> [Provided passage]:

━━━━

FBK home > INFORMATION TECHNOLOGY > Data & Knowledge Management (DKM)

PhD thesis

Three new Ph.D positions are currently available within the DKM research unit. These PhD positions are among the grants of the ICT International Doctoral School of the University of Trento. The call will be open in spring. In the meanwhile for more information you can contact the reference person indicated in each of the position. Ph.D thesis are developed within the Data and Knowledge Management research unit of FBK (http://dkm.fbk.eu), an international and interdisciplinary group of about 15 people doing both research and projects in the area of data analysis, knowledge acquisition, representation, integration and reasoning.

Contents

[edit] Information extraction for ontology engineering

(for more details and statements of interest contact Marco Rospocher or Chiara Ghidini <ghidini@fbk.eu>)

[edit] Background

Albeit the growing maturity of ontological engineering tools, ontology knowledge acquisition remains a highly manual, time-consuming, and complex task, that can easily hinder the ontology building process. Automatic ontology learning is a well-established research field whose goal is to support the semi-automatic construction of ontologies starting from available digital resources (e.g., a corpus, web pages, dictionaries, semi-structured and structured sources) in order to reduce the time and effort in the ontology development process.

━━━━

> [Information given]:
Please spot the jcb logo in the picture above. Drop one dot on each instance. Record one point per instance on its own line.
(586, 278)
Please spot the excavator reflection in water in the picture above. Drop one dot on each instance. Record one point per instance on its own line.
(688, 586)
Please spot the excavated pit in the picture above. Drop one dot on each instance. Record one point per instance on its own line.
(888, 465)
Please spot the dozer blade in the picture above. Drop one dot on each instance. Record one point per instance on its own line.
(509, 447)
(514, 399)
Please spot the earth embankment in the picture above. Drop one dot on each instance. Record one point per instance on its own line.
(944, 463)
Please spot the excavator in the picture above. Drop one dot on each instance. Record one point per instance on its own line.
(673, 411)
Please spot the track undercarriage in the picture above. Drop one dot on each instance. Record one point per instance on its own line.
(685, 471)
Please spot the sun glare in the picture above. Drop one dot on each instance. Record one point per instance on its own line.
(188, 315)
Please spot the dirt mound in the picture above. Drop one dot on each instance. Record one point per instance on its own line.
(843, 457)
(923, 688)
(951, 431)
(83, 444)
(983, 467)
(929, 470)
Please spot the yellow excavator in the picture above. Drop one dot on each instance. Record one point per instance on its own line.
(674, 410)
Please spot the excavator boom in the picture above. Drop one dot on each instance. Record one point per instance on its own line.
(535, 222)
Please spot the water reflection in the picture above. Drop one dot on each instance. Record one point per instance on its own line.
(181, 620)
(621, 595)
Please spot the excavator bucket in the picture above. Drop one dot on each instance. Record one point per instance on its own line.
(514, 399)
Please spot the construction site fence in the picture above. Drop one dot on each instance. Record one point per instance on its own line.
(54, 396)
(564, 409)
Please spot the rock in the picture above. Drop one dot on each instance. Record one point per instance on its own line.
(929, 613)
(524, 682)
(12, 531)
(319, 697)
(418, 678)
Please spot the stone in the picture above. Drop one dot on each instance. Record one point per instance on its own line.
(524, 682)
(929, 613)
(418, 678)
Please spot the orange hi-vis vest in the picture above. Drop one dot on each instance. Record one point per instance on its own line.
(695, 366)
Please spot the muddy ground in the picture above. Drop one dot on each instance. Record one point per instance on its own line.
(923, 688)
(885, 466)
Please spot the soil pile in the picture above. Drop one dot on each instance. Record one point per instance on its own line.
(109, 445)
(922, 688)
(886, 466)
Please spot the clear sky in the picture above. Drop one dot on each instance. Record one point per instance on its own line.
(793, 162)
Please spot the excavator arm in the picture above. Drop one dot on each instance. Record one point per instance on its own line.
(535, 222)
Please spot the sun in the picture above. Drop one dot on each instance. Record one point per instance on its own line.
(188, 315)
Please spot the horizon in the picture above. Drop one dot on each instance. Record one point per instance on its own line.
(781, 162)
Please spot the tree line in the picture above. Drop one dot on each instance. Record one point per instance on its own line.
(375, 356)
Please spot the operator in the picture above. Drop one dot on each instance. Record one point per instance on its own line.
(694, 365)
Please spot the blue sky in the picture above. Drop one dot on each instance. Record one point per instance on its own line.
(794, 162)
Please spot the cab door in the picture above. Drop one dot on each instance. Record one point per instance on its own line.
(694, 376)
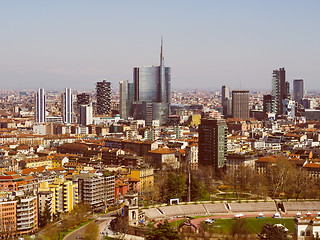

━━━━

> [Challenge 1]: According to the PhD positions page, roughly how many people make up the Data and Knowledge Management research unit?
> [Challenge 2]: From the PhD positions page, reproduce the stretch from "Three new Ph.D" through "Chiara Ghidini <ghidini@fbk.eu>)".
> [Challenge 3]: Per the PhD positions page, why can ontology knowledge acquisition hinder the ontology building process?

> [Full solution 1]: About 15 people.

> [Full solution 2]:
Three new Ph.D positions are currently available within the DKM research unit. These PhD positions are among the grants of the ICT International Doctoral School of the University of Trento. The call will be open in spring. In the meanwhile for more information you can contact the reference person indicated in each of the position. Ph.D thesis are developed within the Data and Knowledge Management research unit of FBK (http://dkm.fbk.eu), an international and interdisciplinary group of about 15 people doing both research and projects in the area of data analysis, knowledge acquisition, representation, integration and reasoning.

Contents

[edit] Information extraction for ontology engineering

(for more details and statements of interest contact Marco Rospocher or Chiara Ghidini <ghidini@fbk.eu>)

> [Full solution 3]: Ontology engineering tools have matured, but ontology knowledge acquisition is still a highly manual, time-consuming, and complex task. That burden can slow down the building of an ontology.